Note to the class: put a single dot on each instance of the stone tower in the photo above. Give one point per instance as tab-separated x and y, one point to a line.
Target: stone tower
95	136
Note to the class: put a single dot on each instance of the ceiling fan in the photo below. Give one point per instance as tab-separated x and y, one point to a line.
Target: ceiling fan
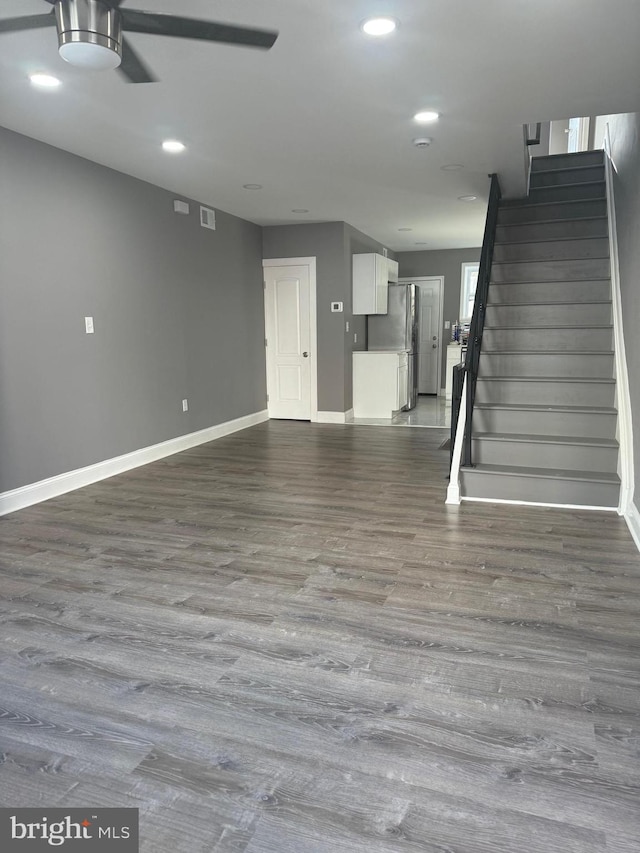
90	33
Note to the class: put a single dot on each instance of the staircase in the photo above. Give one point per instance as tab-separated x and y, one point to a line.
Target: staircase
544	422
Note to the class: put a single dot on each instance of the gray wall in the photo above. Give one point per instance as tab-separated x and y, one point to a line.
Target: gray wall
332	244
178	313
625	151
448	263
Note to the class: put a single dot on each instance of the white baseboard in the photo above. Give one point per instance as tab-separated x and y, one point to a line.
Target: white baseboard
334	417
539	503
62	483
632	517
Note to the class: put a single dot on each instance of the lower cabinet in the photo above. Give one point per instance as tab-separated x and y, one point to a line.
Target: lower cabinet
380	383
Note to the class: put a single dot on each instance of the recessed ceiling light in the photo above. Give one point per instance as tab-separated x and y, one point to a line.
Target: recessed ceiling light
379	26
44	81
173	146
426	116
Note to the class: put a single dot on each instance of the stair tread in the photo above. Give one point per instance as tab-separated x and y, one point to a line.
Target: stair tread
530	241
602	216
533	407
520	328
546	473
546	352
577	168
517	203
549	304
550	260
573	379
547	439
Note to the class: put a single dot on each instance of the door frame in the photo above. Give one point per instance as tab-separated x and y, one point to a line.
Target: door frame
——
The task
Write out every one of the items above again, switching each occurrence of "single dot" to "single marker" and keeping everything else unchanged. Leave the pictures out.

Complete output
Note to the class: put a single marker on each instance of the stone tower in the photo above. Give one point per instance as tab-separated x and y, one point to a line.
Target: stone tower
95	136
Note to the class: put a single marker on each instance of the ceiling fan in the photo below. Give one point per instance as tab-separated x and y, one point to a line.
Target: ceiling fan
90	33
Note to the class: put a single marker on each instance of the staircase in the photo above. Give one point per instance as tab-separated x and y, one point to a line.
Target: staircase
544	422
Note to the class: put a single marker on each instance of the gray wall in the photo above. Give one point per instance as tab-separated x and y, one point to a line.
Target: gray wall
332	244
178	313
625	151
448	263
Note to the class: put a single marker on each instance of the white baseboard in the photo above. Give one point per instance as tab-separated x and y, one point to a line.
Target: white baseboard
334	417
539	503
62	483
632	517
Note to the class: put a single marker on each instance of the lower cabinet in the photo above. Give one point per instance as tab-separated x and y, one point to a line.
Target: lower cabinet
380	383
Note to the class: put a single marker on each instance of the recessed ceiling light in the photo above. Give one point per instance as tab-separated x and y, one point to a line.
Target: recessed ceiling light
379	26
44	81
173	146
426	116
Note to the class: put a single marker on each instance of the stair tread in the photo above. Give one point per instance as tab-separated x and y, one point to a line.
Target: stair tread
530	241
602	216
533	407
520	328
546	473
546	352
577	168
517	203
549	304
550	260
573	379
547	439
Note to the class: put a single marker on each instance of the door frame in the photo above. Give one point per instance as tab-separated x and y, one point to a line.
Target: door frame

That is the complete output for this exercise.